▶ _The records_:
______________________________
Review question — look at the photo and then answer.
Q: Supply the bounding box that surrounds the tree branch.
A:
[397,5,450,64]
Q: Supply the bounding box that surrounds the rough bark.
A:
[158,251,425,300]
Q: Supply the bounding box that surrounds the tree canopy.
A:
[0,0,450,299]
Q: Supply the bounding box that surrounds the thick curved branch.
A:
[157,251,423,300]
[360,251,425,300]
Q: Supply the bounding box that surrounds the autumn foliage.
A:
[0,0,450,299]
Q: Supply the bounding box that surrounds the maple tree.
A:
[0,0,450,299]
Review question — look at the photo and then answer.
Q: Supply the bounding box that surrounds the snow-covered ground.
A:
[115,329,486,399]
______________________________
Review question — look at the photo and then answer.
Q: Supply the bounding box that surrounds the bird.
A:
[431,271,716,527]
______________________________
▶ _Instructions to follow_:
Rewrite the records from the line with "Q: Supply the bounding box that surrounds the tree canopy." up to and including the line with "[115,329,486,399]", swapping "surrounds" for "encloses" and leaving everything else unchanged.

▶ _Correct response_:
Q: Supply the bounding box that encloses the tree canopy.
A:
[0,0,450,299]
Q: Supply the bounding box that encloses the thick curved branch.
A:
[157,251,423,300]
[360,251,425,300]
Q: Supply the bounding box that encloses the autumn foliage.
A:
[0,0,450,299]
Q: Supply the bounding box that encloses the maple tree.
A:
[0,0,450,299]
Review question — look at the photo and then answer.
Q: Supply the bounding box that encloses the snow-covered ground.
A:
[115,329,486,399]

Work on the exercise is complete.